Back to Wazuh

Flatbuffers

docs/ref/modules/inventory-sync/flatbuffers.md

4.14.411.9 KB
Original Source

Flatbuffers

The Inventory Sync module uses Google FlatBuffers for efficient serialization and deserialization of synchronization messages between Wazuh agents and the manager. FlatBuffers provide zero-copy deserialization and compact binary representation ideal for high-throughput inventory synchronization.

Schema Definition

The inventory synchronization protocol is defined in flatbuffer schema files that specify the message structure and types.

Core Message Structure

flatbuffers
table Message {
    content: MessageType;
}

union MessageType {
    DataValue,
    DataClean,
    ChecksumModule,
    Start,
    StartAck,
    End,
    EndAck,
    ReqRet,
    DataContext
}

root_type Message;

All synchronization messages are wrapped in the Message table with the specific message type in the content union field.

Excerpts of pointing data
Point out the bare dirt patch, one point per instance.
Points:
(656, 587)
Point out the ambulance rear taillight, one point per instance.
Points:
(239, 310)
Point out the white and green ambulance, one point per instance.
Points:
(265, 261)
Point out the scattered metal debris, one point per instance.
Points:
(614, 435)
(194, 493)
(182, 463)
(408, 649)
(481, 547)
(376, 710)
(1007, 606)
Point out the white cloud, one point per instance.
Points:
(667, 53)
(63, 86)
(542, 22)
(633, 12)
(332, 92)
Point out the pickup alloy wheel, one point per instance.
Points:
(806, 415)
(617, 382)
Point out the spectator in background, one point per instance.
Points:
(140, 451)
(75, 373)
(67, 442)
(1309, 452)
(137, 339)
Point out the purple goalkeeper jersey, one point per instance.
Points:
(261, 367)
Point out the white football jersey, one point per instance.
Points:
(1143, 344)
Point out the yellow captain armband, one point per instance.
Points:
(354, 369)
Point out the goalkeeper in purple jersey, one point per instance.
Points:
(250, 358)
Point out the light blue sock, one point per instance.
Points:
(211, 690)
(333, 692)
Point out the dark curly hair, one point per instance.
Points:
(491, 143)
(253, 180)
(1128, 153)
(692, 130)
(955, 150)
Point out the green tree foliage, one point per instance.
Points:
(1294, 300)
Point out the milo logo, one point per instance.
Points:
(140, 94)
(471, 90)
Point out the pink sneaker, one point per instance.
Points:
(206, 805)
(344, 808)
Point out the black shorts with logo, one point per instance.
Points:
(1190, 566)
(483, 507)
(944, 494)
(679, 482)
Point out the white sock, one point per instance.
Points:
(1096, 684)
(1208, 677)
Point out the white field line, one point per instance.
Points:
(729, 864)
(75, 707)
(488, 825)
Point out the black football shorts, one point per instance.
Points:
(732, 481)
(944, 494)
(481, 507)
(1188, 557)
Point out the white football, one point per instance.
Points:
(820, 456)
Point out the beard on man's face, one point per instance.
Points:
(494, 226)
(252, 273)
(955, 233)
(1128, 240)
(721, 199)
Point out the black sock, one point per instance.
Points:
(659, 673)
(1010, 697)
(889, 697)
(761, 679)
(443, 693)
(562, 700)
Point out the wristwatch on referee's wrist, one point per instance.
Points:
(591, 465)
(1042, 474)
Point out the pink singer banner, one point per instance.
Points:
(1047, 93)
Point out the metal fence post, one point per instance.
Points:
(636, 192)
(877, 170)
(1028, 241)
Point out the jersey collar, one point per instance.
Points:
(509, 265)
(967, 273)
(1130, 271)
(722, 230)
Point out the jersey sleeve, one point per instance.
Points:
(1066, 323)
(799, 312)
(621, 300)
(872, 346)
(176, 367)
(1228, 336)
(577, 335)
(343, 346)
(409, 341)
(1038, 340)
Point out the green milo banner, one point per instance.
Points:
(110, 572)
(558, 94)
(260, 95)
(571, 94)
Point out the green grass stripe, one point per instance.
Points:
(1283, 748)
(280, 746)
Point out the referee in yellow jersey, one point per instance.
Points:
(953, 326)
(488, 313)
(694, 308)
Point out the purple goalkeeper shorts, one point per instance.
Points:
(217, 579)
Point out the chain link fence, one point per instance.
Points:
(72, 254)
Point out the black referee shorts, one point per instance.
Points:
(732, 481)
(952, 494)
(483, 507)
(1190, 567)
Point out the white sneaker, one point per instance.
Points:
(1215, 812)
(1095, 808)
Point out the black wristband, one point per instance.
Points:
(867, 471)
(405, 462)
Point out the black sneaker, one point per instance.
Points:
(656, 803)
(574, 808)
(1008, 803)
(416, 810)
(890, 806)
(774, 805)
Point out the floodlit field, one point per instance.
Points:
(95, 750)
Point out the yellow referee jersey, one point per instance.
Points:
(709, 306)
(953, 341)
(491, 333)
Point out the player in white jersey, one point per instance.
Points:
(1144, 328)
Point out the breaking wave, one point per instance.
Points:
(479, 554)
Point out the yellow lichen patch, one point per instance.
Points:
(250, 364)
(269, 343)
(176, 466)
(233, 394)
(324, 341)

== Required tasks ==
1: Answer these questions about the FlatBuffers page:
(a) Which library does the Inventory Sync module use to serialize and deserialize synchronization messages?
(b) What is declared as the root_type in the schema?
(c) In which field of the Message table is the specific message type placed?
2: Count the lines in the entries that contain the string "logo", with case counting, and give only that number.
The FlatBuffers page and the entries are unrelated material.

== Answers given ==
1:
(a) Google FlatBuffers
(b) Message
(c) The content union field

2: 2